> What to produce: Exactly repeat the line that contains "like [181, 245].", then every line after it up to and including the final line.

> Listing:

- - - -

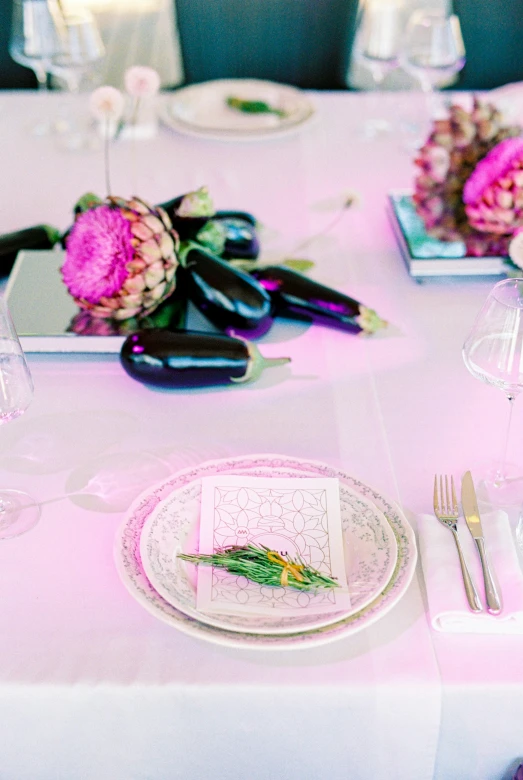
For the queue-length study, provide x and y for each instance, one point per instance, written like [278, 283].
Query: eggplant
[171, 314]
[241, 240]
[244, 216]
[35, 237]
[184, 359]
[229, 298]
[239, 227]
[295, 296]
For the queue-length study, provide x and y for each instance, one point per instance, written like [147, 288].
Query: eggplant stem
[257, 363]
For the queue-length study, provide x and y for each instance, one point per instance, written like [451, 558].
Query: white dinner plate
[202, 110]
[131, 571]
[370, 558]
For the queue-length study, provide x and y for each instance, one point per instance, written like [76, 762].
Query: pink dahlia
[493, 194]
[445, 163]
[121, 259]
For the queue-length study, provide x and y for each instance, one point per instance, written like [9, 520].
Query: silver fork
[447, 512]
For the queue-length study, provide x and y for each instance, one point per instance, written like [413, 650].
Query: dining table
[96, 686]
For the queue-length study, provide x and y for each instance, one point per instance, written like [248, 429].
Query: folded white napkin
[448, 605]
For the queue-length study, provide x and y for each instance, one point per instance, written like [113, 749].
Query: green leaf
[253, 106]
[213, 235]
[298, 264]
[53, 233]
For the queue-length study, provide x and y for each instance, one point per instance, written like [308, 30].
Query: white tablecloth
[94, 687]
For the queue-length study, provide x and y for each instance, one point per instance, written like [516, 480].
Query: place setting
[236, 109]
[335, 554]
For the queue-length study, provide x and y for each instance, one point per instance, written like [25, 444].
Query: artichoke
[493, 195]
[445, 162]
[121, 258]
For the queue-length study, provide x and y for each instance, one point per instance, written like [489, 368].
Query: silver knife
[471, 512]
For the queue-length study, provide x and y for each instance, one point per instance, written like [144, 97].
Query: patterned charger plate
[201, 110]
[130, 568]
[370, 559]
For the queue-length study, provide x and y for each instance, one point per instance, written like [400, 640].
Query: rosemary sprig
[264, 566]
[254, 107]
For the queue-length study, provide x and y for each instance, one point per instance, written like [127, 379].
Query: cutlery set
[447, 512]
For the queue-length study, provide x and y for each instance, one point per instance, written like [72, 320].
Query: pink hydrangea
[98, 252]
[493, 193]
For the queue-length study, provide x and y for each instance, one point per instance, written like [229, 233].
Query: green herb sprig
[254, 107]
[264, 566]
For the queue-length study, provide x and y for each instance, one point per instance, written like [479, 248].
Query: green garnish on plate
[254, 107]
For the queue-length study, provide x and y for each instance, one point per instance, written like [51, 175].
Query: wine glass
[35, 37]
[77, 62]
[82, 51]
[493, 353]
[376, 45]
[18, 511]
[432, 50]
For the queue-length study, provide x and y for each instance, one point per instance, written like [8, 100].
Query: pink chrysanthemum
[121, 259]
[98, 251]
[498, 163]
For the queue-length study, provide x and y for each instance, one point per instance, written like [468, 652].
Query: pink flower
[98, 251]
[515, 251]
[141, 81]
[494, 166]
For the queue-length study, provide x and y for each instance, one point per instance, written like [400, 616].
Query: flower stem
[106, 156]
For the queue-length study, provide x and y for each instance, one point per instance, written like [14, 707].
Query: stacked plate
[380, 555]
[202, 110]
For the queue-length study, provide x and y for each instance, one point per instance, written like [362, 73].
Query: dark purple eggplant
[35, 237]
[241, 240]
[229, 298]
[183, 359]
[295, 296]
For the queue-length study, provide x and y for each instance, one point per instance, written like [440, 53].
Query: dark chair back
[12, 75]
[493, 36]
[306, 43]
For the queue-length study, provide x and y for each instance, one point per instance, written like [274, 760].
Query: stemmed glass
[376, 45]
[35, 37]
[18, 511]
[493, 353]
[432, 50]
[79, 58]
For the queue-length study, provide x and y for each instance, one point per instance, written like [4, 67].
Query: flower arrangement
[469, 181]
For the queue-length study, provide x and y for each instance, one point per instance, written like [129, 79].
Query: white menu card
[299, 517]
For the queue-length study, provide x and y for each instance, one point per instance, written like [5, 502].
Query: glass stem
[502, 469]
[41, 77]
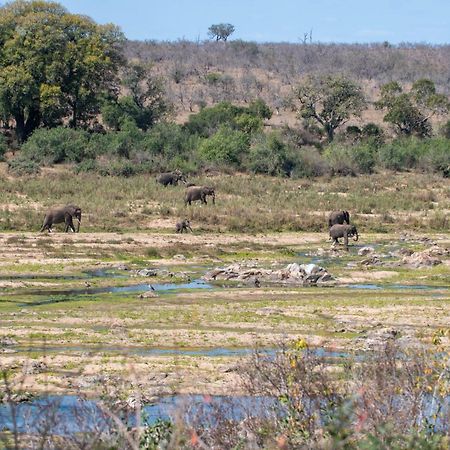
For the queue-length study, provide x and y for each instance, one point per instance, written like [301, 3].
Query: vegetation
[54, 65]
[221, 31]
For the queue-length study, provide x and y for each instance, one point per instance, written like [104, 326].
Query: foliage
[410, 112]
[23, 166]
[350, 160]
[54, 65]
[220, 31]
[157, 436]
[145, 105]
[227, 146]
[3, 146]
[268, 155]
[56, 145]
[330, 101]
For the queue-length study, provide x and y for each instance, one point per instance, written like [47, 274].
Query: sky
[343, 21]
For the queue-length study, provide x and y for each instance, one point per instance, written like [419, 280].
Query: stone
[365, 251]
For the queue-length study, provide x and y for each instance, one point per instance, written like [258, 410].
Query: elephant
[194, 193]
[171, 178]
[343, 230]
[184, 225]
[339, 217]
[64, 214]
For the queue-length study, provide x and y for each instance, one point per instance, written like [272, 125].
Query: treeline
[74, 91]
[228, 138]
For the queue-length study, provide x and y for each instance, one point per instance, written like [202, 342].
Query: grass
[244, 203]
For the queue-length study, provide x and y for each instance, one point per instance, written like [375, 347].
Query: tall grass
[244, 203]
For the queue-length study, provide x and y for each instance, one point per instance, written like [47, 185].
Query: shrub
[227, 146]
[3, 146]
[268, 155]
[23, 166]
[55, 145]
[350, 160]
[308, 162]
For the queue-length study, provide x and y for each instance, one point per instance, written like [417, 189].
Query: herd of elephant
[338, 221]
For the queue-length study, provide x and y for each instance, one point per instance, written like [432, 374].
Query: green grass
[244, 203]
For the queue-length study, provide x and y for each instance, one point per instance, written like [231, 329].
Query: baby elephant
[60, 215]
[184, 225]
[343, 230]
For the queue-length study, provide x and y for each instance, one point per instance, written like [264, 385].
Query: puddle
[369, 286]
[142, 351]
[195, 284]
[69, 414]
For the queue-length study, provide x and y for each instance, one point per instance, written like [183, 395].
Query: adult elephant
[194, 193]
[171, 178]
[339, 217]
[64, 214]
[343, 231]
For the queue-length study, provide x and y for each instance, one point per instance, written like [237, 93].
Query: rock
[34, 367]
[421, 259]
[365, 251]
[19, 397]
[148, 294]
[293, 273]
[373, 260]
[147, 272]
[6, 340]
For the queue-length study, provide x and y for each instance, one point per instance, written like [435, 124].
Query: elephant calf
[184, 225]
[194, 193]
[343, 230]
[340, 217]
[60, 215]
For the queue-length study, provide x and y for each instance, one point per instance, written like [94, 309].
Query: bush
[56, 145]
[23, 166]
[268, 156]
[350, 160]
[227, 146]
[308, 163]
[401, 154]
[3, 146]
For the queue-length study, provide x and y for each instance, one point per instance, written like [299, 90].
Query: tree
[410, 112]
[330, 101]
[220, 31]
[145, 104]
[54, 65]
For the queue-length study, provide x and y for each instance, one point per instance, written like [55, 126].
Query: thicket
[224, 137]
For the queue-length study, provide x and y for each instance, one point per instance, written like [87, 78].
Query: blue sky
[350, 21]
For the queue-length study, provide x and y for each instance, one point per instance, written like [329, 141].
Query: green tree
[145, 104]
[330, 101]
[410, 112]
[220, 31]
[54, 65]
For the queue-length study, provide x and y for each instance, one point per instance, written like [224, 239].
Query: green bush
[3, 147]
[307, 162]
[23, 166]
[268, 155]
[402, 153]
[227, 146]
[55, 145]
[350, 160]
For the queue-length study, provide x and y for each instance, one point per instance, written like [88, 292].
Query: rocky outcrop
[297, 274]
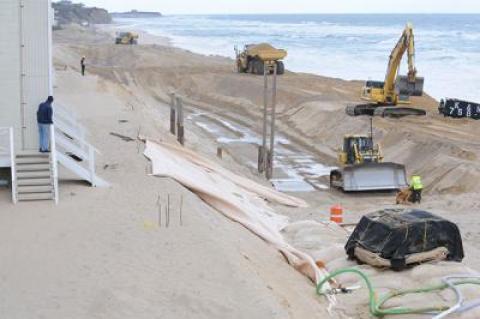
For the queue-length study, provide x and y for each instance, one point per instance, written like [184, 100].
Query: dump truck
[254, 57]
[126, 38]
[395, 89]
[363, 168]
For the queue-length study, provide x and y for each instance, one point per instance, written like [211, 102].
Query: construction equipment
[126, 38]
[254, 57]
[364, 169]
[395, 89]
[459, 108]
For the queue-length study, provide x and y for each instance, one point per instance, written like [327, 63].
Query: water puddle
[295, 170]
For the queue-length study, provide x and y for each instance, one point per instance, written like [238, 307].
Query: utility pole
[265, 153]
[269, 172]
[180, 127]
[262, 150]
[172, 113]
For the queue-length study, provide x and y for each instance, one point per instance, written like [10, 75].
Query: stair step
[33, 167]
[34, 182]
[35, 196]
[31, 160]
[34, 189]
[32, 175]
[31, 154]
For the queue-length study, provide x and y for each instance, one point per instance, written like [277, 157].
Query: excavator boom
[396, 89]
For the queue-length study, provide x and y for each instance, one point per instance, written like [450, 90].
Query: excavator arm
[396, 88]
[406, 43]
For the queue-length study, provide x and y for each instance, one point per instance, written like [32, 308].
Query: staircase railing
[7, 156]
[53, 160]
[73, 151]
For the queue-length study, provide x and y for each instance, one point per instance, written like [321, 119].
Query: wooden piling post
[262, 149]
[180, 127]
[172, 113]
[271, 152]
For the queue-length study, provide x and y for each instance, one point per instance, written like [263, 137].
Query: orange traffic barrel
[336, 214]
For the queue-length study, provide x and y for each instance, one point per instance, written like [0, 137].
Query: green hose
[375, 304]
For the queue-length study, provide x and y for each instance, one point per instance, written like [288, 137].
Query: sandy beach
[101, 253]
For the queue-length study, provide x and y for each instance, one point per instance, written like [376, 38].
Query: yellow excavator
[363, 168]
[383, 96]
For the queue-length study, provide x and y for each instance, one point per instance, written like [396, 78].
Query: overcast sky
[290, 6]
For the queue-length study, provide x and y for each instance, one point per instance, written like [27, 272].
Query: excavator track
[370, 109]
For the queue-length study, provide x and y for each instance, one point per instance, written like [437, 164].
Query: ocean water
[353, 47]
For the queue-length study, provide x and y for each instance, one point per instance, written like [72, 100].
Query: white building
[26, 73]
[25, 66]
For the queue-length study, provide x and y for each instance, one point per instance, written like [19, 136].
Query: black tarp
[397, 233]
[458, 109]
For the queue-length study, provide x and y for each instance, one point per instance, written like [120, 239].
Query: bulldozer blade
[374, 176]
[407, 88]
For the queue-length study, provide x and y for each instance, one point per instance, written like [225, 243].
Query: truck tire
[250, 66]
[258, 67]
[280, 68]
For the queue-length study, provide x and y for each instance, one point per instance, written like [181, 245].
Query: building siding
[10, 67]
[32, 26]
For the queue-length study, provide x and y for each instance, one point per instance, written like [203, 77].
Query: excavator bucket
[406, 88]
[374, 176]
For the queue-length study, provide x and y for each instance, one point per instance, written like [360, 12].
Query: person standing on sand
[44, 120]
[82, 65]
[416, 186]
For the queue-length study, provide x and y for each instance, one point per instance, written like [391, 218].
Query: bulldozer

- - - -

> Output of the task:
For the queue-length study, provide x and y for each instance, one point per instance, written like [181, 245].
Query: building siding
[10, 67]
[32, 26]
For the queue-length study, provide x and y for each instance, one point per instance, written like [203, 77].
Query: excavator bucket
[406, 88]
[374, 176]
For the queue-length study, provide x and y for each instance, one point per instance, written like [360, 12].
Query: person standing on sand
[44, 120]
[82, 65]
[416, 186]
For the queue-length study, provide x and y for each instance, one point per instance, written like [391, 218].
Query: bulldozer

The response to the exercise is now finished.